Venn diagram of volatile compounds. (a) Comparison of the number of volatile compounds in unfermented and fermented beans within the same group. (b) Comparison of the number of volatile compounds between unfermented and fermented beans in the three groups. (c) Number of volatile compounds shared by unfermented and fermented beans in the three groups (Un: unfermented beans, Fe: fermented beans).
Among the unfermented beans, Trinitario had the most volatile compounds (41 compounds), followed by Criollo (40 compounds) and Forastero (35 compounds) contained the lowest compounds (Fig. 2b). On average of each group, the Trinitario group exhibited the highest volatile compounds, followed by the Criollo group. The Forastero group showed the lowest volatile compounds (Fig. 3). The Criollo, Forastero and Trinitario groups exhibited four, two and three specialized volatile compounds respectively (Fig. 1b). Diversity of the volatile component number and average number within groups were converged with different cacao genotypes, in agreement with the results of Qin et al.[28]. Trinitario contained the highest total volatility, approximately twice that of Forastero (Fig. 2a).
Figure 2.
Volatile compound buildup map. (a) Total area abundance of volatile components. (b) Number of volatile components. (c) Relative content of volatile components.

(Stored data entries)
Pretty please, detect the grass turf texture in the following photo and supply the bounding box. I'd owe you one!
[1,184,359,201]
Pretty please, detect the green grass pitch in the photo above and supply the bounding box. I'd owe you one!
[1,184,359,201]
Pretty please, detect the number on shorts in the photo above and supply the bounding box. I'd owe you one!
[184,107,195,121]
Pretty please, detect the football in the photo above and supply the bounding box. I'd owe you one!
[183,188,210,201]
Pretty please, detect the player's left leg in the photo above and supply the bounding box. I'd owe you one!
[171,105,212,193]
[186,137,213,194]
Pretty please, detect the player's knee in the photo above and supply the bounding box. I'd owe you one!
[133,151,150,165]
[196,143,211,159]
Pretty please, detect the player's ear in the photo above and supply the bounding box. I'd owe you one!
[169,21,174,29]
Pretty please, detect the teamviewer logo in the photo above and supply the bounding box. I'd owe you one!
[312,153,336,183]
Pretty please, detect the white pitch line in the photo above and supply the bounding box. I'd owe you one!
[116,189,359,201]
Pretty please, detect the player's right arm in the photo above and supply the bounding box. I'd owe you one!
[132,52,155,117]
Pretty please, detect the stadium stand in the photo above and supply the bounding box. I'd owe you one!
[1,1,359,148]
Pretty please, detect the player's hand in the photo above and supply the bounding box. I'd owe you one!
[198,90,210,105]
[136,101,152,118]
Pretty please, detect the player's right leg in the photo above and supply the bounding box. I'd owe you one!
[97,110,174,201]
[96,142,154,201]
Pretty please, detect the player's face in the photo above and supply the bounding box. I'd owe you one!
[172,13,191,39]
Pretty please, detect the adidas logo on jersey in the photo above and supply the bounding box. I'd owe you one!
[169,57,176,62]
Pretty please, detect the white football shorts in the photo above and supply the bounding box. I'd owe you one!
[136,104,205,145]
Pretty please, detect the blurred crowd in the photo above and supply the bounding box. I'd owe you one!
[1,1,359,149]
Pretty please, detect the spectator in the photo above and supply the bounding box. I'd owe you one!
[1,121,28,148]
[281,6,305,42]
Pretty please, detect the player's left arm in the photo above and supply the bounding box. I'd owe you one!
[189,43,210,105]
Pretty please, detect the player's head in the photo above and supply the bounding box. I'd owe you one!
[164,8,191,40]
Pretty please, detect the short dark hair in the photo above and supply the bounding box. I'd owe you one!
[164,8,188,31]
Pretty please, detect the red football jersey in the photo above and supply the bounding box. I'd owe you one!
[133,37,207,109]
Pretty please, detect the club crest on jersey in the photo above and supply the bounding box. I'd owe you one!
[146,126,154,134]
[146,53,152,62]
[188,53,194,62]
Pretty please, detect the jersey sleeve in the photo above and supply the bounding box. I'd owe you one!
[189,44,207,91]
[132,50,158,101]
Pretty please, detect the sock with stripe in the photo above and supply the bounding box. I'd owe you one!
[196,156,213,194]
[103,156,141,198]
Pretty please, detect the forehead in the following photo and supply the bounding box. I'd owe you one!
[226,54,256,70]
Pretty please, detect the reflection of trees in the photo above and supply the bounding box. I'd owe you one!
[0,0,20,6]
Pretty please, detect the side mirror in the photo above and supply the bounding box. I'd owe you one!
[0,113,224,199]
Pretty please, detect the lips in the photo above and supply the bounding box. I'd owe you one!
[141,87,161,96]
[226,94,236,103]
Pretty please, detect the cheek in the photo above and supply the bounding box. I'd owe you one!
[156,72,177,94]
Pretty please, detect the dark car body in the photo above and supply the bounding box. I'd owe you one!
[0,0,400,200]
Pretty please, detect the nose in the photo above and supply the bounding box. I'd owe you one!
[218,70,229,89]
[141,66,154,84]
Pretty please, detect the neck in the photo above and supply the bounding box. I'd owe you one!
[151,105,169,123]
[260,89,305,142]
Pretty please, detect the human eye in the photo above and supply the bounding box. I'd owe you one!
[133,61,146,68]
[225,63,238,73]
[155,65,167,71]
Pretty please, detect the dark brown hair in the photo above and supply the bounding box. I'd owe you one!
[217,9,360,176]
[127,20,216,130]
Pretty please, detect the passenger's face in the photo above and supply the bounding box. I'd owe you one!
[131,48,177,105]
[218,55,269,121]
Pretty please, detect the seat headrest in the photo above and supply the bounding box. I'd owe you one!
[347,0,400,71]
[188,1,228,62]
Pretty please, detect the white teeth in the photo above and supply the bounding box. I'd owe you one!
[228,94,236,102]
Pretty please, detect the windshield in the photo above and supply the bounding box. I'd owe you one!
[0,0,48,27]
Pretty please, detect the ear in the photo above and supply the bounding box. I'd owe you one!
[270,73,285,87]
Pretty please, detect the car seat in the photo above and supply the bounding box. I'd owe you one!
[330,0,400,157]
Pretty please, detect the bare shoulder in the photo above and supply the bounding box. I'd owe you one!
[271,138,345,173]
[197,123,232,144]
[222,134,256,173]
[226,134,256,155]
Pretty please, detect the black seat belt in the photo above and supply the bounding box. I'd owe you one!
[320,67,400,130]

▸ **Exercise A**:
In the text on cacao volatile compounds, how many volatile compounds did the unfermented Criollo beans contain?
▸ **Exercise B**:
List every cacao group named in the text on cacao volatile compounds.
▸ **Exercise C**:
Duplicate the part of the text on cacao volatile compounds that opens with the words containing "Among the unfermented" and closes with "Forastero (Fig. 2a).".

▸ **Problem solution A**:
40 compounds

▸ **Problem solution B**:
Criollo, Forastero, Trinitario

▸ **Problem solution C**:
Among the unfermented beans, Trinitario had the most volatile compounds (41 compounds), followed by Criollo (40 compounds) and Forastero (35 compounds) contained the lowest compounds (Fig. 2b). On average of each group, the Trinitario group exhibited the highest volatile compounds, followed by the Criollo group. The Forastero group showed the lowest volatile compounds (Fig. 3). The Criollo, Forastero and Trinitario groups exhibited four, two and three specialized volatile compounds respectively (Fig. 1b). Diversity of the volatile component number and average number within groups were converged with different cacao genotypes, in agreement with the results of Qin et al.[28]. Trinitario contained the highest total volatility, approximately twice that of Forastero (Fig. 2a).